INSTRUCTIONS TO FOLLOW
The answer must consist of every line from the data that holds the string "water".

___ SUPPLIED INFORMATION

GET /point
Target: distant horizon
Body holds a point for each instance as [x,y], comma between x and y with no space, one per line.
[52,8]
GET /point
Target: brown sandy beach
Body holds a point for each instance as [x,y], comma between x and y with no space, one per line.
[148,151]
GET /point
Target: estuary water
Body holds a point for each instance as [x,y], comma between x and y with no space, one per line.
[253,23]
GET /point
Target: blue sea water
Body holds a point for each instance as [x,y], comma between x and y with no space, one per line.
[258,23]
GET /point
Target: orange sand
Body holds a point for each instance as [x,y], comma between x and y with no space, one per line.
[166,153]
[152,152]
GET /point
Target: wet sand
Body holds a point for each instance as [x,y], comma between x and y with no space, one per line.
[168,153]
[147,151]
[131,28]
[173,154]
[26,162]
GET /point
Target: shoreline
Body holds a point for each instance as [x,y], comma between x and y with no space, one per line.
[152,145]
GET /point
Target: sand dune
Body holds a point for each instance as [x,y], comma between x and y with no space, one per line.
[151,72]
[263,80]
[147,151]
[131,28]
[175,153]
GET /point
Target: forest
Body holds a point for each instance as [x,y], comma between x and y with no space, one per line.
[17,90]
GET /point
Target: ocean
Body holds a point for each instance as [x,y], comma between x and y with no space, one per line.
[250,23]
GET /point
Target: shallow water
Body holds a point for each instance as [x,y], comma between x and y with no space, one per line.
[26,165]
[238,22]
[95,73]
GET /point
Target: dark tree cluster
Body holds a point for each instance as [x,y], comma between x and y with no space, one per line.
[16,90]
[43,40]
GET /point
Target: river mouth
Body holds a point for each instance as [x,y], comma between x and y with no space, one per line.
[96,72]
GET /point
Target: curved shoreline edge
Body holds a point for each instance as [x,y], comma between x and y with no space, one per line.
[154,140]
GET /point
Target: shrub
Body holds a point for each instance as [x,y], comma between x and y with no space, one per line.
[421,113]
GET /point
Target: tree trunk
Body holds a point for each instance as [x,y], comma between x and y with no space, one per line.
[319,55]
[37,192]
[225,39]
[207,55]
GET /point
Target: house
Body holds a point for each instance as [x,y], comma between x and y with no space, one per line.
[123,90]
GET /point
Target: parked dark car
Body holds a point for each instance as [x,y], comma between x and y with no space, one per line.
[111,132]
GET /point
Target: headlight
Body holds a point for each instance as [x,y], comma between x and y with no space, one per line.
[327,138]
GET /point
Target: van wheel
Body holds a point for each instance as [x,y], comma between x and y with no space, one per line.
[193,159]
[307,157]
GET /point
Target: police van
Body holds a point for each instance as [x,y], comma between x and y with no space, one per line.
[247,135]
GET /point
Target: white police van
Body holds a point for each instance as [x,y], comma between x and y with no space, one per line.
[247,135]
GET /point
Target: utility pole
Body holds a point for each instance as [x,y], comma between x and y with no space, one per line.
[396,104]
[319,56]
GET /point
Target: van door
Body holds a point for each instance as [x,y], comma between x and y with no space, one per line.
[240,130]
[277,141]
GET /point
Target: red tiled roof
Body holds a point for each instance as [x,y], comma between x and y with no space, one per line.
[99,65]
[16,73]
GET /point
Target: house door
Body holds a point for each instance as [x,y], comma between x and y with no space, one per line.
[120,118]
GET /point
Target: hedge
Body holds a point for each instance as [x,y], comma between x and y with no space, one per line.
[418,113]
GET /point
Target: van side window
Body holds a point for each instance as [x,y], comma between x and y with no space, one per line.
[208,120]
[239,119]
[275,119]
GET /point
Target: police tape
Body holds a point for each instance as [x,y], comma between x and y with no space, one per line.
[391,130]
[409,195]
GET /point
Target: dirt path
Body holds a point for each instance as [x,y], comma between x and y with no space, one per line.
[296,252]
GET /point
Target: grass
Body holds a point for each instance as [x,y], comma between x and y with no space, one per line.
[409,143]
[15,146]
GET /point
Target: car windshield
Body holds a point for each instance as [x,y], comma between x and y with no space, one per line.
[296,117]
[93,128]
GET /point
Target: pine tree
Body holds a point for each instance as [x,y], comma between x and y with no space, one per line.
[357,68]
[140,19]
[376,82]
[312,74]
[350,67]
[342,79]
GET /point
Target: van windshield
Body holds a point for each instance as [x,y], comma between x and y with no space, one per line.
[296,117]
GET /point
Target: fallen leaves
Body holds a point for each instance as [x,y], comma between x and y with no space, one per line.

______

ANSWER TO THIS EXERCISE
Target: estuary water
Target: blue sea water
Target: shallow water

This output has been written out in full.